**GIVEN INSTRUCTION:** Working from the line that contains "the rocky outcrop;" down to the last line below, repeat each line exactly.

start SUPPLIED MATERIAL

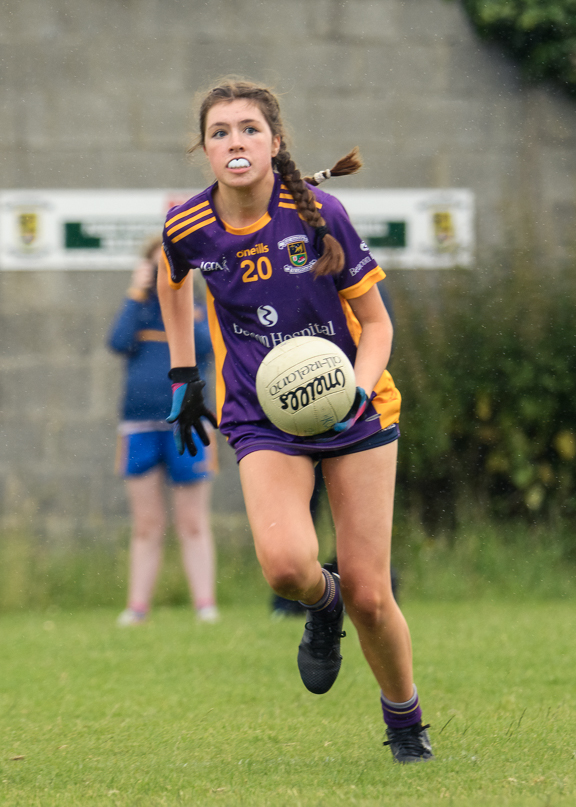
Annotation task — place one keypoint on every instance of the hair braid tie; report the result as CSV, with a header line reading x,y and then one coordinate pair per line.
x,y
322,176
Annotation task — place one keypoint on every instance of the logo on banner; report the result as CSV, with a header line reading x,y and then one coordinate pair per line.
x,y
28,228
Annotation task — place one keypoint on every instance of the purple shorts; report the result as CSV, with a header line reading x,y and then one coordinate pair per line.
x,y
379,438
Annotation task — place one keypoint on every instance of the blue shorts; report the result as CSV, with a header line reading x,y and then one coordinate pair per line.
x,y
140,453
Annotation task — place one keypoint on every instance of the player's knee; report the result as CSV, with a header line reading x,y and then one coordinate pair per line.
x,y
367,607
149,530
288,580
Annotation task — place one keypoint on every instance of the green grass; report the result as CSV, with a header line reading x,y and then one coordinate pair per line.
x,y
176,713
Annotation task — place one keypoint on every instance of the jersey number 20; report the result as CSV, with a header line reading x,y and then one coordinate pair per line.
x,y
262,270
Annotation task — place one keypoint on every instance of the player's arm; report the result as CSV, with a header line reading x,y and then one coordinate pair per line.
x,y
177,306
375,342
372,354
188,407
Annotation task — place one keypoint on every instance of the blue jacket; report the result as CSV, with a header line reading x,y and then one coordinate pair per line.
x,y
138,334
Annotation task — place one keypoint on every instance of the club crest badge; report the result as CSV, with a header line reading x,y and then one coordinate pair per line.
x,y
297,253
27,224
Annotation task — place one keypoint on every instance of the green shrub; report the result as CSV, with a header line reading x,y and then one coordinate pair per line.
x,y
540,34
486,363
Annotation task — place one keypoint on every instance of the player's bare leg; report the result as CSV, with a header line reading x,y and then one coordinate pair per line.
x,y
277,490
361,492
192,523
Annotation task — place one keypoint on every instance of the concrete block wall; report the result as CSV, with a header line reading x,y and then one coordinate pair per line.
x,y
98,94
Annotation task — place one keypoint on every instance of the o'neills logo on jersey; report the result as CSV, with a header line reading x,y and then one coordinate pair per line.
x,y
273,339
214,266
259,249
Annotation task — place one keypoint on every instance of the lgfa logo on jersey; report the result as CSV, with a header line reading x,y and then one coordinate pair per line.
x,y
214,266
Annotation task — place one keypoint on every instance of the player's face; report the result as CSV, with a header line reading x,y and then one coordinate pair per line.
x,y
239,144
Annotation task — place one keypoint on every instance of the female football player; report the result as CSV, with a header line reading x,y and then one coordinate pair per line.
x,y
281,260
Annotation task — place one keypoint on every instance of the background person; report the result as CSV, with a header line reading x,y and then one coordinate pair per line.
x,y
147,457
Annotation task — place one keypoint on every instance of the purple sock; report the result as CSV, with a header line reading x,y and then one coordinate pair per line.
x,y
401,715
331,601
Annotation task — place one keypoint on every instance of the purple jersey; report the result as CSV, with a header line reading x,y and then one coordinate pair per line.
x,y
260,293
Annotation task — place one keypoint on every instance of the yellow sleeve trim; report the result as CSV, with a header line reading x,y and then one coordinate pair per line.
x,y
193,229
186,213
252,228
201,215
374,276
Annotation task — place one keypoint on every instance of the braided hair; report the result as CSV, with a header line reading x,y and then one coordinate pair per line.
x,y
331,261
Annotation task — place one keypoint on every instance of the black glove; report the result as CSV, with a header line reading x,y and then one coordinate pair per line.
x,y
187,408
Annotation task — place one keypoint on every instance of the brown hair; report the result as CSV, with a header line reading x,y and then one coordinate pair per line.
x,y
332,259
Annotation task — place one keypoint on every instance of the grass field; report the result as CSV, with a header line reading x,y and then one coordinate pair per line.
x,y
175,713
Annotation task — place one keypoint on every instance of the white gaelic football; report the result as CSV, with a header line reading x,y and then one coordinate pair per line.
x,y
305,385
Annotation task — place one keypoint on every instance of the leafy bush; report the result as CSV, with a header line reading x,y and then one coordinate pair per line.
x,y
541,34
486,363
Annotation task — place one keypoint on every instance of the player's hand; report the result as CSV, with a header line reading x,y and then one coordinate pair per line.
x,y
361,401
188,408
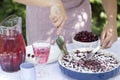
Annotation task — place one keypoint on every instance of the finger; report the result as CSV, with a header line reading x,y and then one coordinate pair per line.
x,y
103,36
59,30
105,42
109,44
53,19
59,22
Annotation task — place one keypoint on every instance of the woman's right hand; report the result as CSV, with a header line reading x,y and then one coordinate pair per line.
x,y
58,16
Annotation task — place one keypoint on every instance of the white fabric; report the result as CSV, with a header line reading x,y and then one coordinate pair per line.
x,y
53,70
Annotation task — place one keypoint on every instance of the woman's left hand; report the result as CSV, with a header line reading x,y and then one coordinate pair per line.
x,y
109,35
58,17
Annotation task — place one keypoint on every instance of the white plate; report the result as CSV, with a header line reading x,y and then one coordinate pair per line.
x,y
53,56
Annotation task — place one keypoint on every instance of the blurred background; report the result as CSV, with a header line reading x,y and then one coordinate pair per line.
x,y
9,7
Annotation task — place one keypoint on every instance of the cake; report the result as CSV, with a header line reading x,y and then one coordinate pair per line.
x,y
100,62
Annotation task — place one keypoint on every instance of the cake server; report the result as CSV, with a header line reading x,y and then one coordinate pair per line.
x,y
61,44
92,53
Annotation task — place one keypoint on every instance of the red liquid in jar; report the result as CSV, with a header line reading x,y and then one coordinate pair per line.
x,y
41,54
12,52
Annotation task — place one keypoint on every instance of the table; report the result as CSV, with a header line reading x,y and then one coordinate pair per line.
x,y
53,70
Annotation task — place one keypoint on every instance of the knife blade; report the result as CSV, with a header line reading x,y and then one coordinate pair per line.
x,y
92,53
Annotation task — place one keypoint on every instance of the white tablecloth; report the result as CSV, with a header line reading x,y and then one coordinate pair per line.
x,y
53,70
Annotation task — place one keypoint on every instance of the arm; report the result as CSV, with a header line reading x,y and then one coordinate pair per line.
x,y
45,3
109,33
58,14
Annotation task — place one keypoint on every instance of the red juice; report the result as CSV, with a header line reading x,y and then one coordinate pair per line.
x,y
12,52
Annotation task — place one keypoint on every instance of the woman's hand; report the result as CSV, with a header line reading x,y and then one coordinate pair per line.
x,y
58,16
109,35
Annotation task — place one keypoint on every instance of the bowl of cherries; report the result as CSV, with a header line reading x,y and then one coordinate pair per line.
x,y
86,39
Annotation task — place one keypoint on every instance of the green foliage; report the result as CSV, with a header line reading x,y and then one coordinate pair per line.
x,y
9,7
99,18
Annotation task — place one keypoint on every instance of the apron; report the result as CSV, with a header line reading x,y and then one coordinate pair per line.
x,y
39,26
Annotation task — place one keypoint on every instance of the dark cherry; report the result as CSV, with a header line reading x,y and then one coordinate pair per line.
x,y
85,36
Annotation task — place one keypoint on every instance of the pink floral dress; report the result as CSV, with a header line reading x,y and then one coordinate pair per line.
x,y
39,26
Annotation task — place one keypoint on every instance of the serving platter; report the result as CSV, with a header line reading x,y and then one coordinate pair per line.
x,y
77,75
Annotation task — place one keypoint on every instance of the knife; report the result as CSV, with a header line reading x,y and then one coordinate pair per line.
x,y
92,53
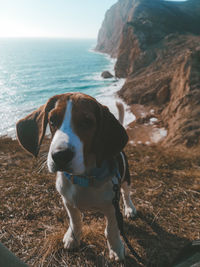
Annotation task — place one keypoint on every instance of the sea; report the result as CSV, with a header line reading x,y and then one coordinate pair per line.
x,y
33,70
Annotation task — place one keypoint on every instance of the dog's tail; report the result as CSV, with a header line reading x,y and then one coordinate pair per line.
x,y
120,108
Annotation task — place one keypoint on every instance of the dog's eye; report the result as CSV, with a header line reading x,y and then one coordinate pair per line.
x,y
86,123
53,121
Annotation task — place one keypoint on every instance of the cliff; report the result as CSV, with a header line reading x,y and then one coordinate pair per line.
x,y
157,45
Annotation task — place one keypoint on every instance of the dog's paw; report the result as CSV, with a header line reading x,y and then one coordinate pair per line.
x,y
70,240
130,212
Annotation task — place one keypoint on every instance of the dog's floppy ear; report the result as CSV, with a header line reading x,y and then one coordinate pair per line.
x,y
111,137
31,129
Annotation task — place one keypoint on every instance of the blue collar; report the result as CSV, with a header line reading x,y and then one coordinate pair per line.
x,y
96,176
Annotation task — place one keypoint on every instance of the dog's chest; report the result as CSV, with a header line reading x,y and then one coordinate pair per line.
x,y
84,198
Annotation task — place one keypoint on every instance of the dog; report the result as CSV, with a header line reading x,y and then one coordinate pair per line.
x,y
86,153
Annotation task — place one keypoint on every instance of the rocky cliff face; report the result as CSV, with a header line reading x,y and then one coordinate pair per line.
x,y
157,44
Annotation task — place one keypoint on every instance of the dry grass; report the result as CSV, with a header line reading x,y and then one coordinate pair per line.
x,y
165,190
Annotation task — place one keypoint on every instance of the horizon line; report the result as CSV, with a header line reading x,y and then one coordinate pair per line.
x,y
46,37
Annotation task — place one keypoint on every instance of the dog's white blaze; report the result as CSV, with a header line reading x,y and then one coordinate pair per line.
x,y
66,138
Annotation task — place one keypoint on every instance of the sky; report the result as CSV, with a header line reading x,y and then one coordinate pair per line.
x,y
52,18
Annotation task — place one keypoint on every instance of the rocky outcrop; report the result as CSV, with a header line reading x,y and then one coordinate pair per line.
x,y
110,33
158,51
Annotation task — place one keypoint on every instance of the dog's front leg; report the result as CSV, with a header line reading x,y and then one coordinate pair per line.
x,y
72,237
115,244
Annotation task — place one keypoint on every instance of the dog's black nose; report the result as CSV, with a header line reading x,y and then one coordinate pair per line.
x,y
62,157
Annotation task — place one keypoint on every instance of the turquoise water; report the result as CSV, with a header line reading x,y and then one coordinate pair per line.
x,y
32,70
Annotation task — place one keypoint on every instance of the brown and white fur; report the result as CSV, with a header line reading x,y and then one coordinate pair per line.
x,y
84,134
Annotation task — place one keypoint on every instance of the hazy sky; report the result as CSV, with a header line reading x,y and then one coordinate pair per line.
x,y
52,18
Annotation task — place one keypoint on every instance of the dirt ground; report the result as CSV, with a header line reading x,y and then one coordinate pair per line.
x,y
165,191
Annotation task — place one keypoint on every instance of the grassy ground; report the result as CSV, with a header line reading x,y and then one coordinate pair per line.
x,y
165,191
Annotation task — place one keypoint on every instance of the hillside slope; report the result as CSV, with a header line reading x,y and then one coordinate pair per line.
x,y
157,44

end SUPPLIED MATERIAL

**EXERCISE RESULT:**
Annotation task — place one keypoint on every instance of the rocky outcrop; report the result as CSV, with a header line reading x,y and then one coordinate pair per line.
x,y
110,33
158,51
Annotation task — place one keypoint on every instance of the dog's front leg; report the result as CSV, with a header line reading x,y and then one coordinate pair per line.
x,y
72,237
115,244
Annotation task — place one keypoint on every instance of the dog's black nose; report the result as CSV, with a header line reading x,y and then one coordinate pair per line.
x,y
62,157
Annotation task — place one keypoint on every instance of the turquoise water; report the result as CSV, with a header line reading x,y and then one coordinate pair per line.
x,y
32,70
Annotation task — place one keypoint on every instance of the brown and white fur; report the result as CSV, with a header line reading x,y and then one coordinate pair per line.
x,y
84,134
Annotation task — place one keypoint on every instance of the hazy sky; report the result as CSV, with a header line reading x,y and then one coordinate pair per line.
x,y
52,18
Annotation task — place one keypoint on every instance of the dirt ground; report the result as CSV, with a header line reading x,y and then one coordinate pair per line.
x,y
165,191
Annotation task — place one keypoint on every instance of the grassy ground; report the result as CSV, with a header line reading x,y and then one coordinate pair per line.
x,y
165,191
Annotation task — place one keypoint on every instance of the hillside slope; report the result as CSV, with a header line reading x,y and then one coordinate pair per line.
x,y
157,44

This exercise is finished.